> [Written exercise]: Recast every line of the rows below as a Markdown table with the columns "No." and "Line," numbering each line and skipping blank ones. Leave the pictures out of the table.

──────── Data supplied ────────

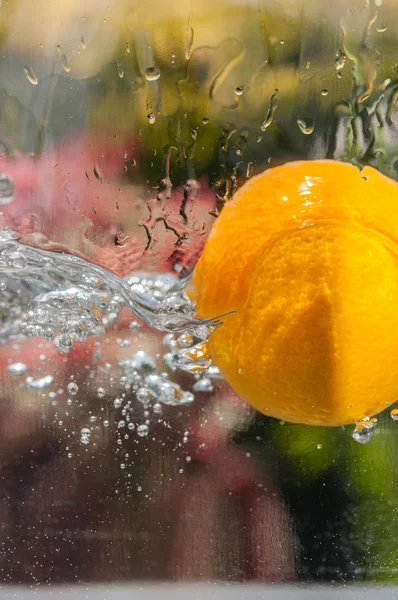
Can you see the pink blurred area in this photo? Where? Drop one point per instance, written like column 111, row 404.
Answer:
column 79, row 198
column 70, row 501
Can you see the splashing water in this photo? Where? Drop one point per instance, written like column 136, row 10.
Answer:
column 65, row 298
column 364, row 430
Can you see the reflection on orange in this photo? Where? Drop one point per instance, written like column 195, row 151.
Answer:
column 306, row 255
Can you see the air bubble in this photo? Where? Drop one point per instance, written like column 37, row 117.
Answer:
column 17, row 368
column 306, row 125
column 31, row 75
column 152, row 74
column 142, row 430
column 72, row 388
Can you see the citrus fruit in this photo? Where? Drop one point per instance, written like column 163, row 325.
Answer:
column 305, row 255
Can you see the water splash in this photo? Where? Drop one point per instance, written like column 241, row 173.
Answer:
column 65, row 298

────────

> [Solution to the problem]:
| No. | Line |
|---|---|
| 1 | Can you see the pink blurred area in this photo? Where? Drop one point per instance, written like column 111, row 404. |
| 2 | Answer: |
| 3 | column 79, row 198 |
| 4 | column 70, row 501 |
| 5 | Can you see the splashing water in this photo? Where? Drop one point per instance, written like column 136, row 10. |
| 6 | Answer: |
| 7 | column 65, row 298 |
| 8 | column 364, row 430 |
| 9 | Can you see the reflection on orange in this photo? Where? Drop one point per instance, written like column 195, row 151. |
| 10 | Answer: |
| 11 | column 306, row 255 |
| 12 | Can you see the air bubble in this photo? Where? Drop one point per instance, written like column 37, row 117. |
| 13 | Answer: |
| 14 | column 17, row 368 |
| 15 | column 306, row 125 |
| 16 | column 31, row 75 |
| 17 | column 152, row 74 |
| 18 | column 142, row 430 |
| 19 | column 72, row 388 |
| 20 | Can you see the citrus fruit in this photo? Where? Drop one point per instance, written like column 163, row 325. |
| 21 | Answer: |
| 22 | column 305, row 255 |
| 23 | Can you see the water splash in this photo? Where? Drop one point per instance, written like column 241, row 173. |
| 24 | Answer: |
| 25 | column 65, row 298 |